━━ SOURCE TEXT

There is nothing outrageous here: the audience enjoyed de Filippo’s devices, which were often effective, and Rossini’s musical magic survived. That I personally would have preferred a staging more sensitive to the elegant and sentimental elements characteristic of this work is not an opinion that need be held by others. Were there not room for considerable interpretive latitude, performing Italian opera would be a dreary business. No, what outraged me about this production was a musical decision, taken with what the Italians would call leggerezza (insouciance), that contradicted much of what the Rossini Opera Festival had stood for over its twenty-year history. I had been engaged to prepare suggestions for variations and cadenzas for this production. When I arrived for the piano dress rehearsal, a week before the scheduled premiere, I discovered on the piano a concert aria Rossini had prepared for a Venetian patron, Filippo Grimani, probably in 1813, “Alle voci della gloria.” I knew the piece well, having prepared this very edition for Samuel Ramey to include in a CD of Rossini arias issued by Teldec in 1992.21 But what was “Alle voci della gloria” doing in a rehearsal for La scala di seta?

━━━━
━━ INFORMATION SHOWN

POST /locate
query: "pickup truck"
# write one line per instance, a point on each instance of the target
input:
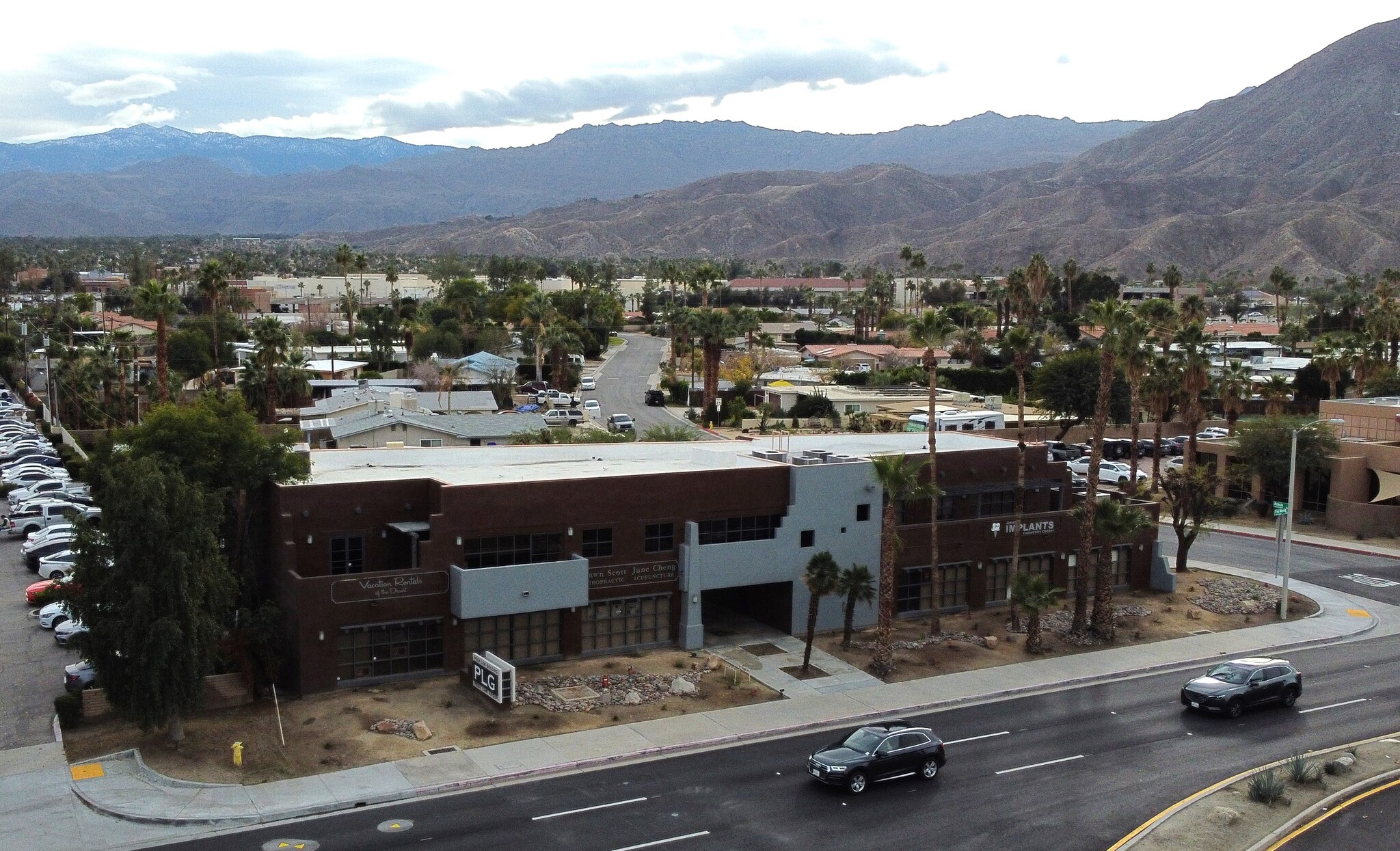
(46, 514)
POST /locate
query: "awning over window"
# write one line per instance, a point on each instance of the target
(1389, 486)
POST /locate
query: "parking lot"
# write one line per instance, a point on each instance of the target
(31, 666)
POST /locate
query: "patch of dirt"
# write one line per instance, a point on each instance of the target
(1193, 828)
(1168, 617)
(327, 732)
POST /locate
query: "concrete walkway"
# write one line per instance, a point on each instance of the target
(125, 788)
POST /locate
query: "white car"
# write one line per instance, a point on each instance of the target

━━━━
━━ INFORMATION SHOWN

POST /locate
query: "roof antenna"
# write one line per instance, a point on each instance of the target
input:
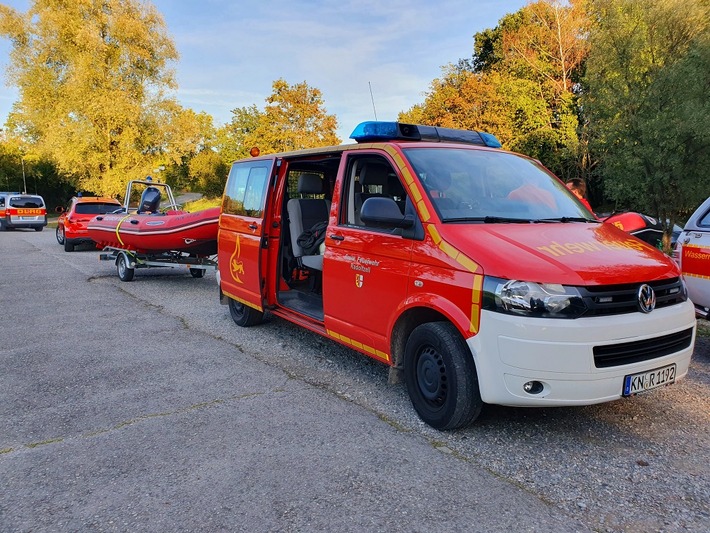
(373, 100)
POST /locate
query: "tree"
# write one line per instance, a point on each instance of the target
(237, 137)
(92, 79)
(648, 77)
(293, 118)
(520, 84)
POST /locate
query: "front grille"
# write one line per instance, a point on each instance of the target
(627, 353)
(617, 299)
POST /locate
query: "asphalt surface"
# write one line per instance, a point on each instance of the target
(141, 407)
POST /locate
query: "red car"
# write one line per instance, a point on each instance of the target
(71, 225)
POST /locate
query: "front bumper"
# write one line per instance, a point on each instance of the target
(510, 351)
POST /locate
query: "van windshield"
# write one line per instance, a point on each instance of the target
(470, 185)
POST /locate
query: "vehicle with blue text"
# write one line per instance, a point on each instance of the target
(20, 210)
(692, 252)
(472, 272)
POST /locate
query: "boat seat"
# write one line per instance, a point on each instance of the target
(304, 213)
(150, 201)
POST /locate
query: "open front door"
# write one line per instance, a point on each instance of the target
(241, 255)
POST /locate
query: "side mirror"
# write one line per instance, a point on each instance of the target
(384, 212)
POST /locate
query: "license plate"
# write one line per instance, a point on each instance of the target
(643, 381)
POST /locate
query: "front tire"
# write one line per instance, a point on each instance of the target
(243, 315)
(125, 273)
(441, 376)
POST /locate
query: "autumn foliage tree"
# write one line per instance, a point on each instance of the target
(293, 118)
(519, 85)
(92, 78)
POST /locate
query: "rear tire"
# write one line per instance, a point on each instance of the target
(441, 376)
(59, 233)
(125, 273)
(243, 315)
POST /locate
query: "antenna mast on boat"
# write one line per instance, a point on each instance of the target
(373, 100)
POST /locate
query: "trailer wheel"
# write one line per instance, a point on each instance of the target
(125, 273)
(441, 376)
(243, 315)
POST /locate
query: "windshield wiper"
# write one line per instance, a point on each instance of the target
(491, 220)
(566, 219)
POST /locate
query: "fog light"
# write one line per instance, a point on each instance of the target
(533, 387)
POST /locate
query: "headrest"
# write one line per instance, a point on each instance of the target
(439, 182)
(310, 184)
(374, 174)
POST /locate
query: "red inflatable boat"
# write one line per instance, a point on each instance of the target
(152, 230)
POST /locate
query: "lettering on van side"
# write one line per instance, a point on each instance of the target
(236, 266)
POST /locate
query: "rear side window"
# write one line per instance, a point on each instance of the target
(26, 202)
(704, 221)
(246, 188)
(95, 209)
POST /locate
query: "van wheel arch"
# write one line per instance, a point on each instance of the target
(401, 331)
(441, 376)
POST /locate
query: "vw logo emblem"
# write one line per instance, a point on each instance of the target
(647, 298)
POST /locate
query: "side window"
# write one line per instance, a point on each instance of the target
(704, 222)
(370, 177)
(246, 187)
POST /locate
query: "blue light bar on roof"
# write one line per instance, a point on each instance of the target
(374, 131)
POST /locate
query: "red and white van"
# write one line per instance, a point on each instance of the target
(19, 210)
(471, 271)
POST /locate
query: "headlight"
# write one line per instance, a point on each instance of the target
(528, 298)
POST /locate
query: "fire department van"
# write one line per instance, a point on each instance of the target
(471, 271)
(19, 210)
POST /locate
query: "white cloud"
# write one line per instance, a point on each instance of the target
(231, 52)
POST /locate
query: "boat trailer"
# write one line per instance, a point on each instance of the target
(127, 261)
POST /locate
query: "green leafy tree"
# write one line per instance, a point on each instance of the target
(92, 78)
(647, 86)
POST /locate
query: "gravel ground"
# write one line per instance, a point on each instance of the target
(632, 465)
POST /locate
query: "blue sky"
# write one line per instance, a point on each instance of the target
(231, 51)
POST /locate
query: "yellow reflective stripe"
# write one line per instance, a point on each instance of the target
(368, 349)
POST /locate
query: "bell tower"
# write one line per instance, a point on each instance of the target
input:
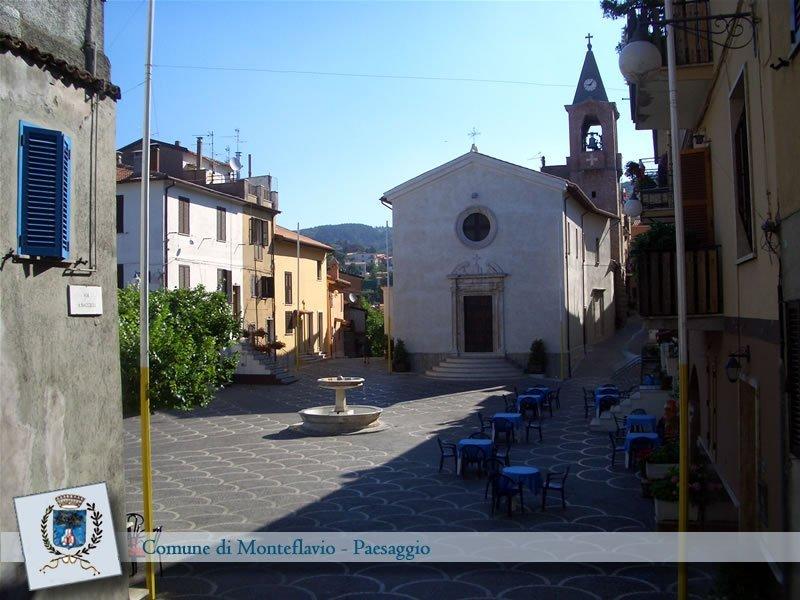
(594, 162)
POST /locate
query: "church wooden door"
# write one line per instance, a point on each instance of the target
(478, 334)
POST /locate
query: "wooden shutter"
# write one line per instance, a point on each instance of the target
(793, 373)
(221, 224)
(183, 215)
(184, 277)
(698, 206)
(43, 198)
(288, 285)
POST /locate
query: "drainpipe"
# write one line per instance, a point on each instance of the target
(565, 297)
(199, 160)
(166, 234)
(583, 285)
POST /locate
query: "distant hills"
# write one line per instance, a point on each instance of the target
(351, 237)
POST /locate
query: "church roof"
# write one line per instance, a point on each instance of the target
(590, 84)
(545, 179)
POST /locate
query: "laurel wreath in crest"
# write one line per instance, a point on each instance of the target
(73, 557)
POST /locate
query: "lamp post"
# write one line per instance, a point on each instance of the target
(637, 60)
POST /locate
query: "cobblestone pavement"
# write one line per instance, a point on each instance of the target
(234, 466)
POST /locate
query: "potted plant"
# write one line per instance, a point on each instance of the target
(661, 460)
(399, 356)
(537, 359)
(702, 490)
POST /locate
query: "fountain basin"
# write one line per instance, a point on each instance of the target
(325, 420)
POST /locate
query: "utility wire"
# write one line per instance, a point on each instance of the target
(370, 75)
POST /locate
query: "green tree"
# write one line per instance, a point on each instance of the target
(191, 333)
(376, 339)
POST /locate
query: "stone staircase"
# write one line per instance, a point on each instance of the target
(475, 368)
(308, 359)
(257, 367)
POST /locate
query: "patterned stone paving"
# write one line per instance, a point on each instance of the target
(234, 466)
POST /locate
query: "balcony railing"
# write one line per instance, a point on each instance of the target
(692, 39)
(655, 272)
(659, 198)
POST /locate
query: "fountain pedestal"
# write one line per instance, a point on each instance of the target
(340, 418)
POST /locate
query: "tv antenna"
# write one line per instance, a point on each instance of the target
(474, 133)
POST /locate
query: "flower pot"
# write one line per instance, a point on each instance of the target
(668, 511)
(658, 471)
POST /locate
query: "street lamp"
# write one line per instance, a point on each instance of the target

━━━━
━━ INFORMATION SHOWN

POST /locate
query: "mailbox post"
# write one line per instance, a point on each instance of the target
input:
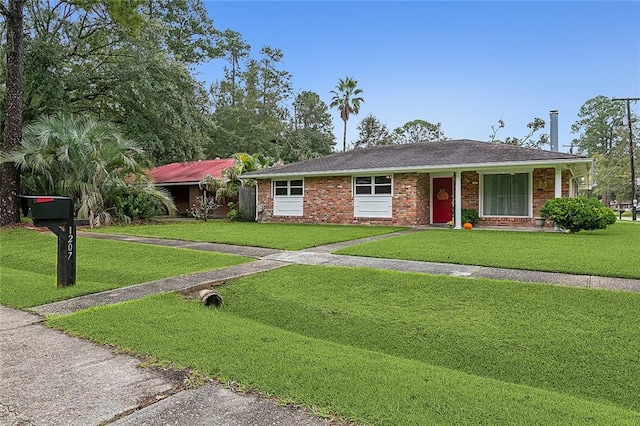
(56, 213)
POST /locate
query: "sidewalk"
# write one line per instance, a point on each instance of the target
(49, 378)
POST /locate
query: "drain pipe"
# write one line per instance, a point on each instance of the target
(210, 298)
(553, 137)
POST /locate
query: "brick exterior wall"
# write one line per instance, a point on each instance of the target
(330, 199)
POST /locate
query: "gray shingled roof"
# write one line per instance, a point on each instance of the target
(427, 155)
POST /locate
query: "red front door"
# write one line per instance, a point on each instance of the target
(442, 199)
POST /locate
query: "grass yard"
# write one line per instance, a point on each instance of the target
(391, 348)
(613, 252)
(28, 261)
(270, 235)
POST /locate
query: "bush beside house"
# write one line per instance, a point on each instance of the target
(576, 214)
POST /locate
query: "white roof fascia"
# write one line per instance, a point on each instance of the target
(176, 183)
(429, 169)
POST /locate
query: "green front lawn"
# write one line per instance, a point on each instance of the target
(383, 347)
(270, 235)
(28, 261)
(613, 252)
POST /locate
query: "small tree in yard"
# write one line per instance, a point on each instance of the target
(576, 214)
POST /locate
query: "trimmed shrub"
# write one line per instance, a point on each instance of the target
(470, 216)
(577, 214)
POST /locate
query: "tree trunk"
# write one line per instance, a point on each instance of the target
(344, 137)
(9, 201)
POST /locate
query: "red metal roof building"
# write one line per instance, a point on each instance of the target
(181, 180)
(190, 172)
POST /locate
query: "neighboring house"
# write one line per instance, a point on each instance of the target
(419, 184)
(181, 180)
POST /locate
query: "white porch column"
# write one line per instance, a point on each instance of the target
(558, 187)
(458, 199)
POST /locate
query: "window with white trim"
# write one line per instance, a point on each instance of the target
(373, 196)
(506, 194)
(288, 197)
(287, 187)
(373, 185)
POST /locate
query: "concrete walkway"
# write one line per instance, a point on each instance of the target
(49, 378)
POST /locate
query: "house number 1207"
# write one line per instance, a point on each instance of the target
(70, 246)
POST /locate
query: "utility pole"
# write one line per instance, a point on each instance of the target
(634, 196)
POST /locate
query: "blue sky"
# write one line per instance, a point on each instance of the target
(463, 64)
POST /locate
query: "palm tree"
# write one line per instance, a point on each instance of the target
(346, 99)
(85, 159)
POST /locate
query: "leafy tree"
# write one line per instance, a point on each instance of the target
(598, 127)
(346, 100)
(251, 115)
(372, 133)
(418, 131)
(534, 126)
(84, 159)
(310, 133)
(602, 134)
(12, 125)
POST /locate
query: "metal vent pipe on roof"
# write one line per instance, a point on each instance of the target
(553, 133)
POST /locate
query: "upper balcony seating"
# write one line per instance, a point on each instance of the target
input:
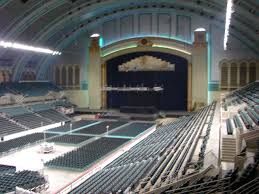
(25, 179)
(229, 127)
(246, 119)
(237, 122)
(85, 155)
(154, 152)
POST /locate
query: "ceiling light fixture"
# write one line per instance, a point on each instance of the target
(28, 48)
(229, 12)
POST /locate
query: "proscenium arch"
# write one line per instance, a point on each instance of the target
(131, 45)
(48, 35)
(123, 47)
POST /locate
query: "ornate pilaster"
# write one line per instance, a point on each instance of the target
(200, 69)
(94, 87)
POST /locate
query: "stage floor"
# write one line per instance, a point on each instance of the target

━━━━

Copy out the passage on the Rossini Opera Festival production word for word, from start to finish.

There is nothing outrageous here: the audience enjoyed de Filippo’s devices, which were often effective, and Rossini’s musical magic survived. That I personally would have preferred a staging more sensitive to the elegant and sentimental elements characteristic of this work is not an opinion that need be held by others. Were there not room for considerable interpretive latitude, performing Italian opera would be a dreary business. No, what outraged me about this production was a musical decision, taken with what the Italians would call leggerezza (insouciance), that contradicted much of what the Rossini Opera Festival had stood for over its twenty-year history. I had been engaged to prepare suggestions for variations and cadenzas for this production. When I arrived for the piano dress rehearsal, a week before the scheduled premiere, I discovered on the piano a concert aria Rossini had prepared for a Venetian patron, Filippo Grimani, probably in 1813, “Alle voci della gloria.” I knew the piece well, having prepared this very edition for Samuel Ramey to include in a CD of Rossini arias issued by Teldec in 1992.21 But what was “Alle voci della gloria” doing in a rehearsal for La scala di seta?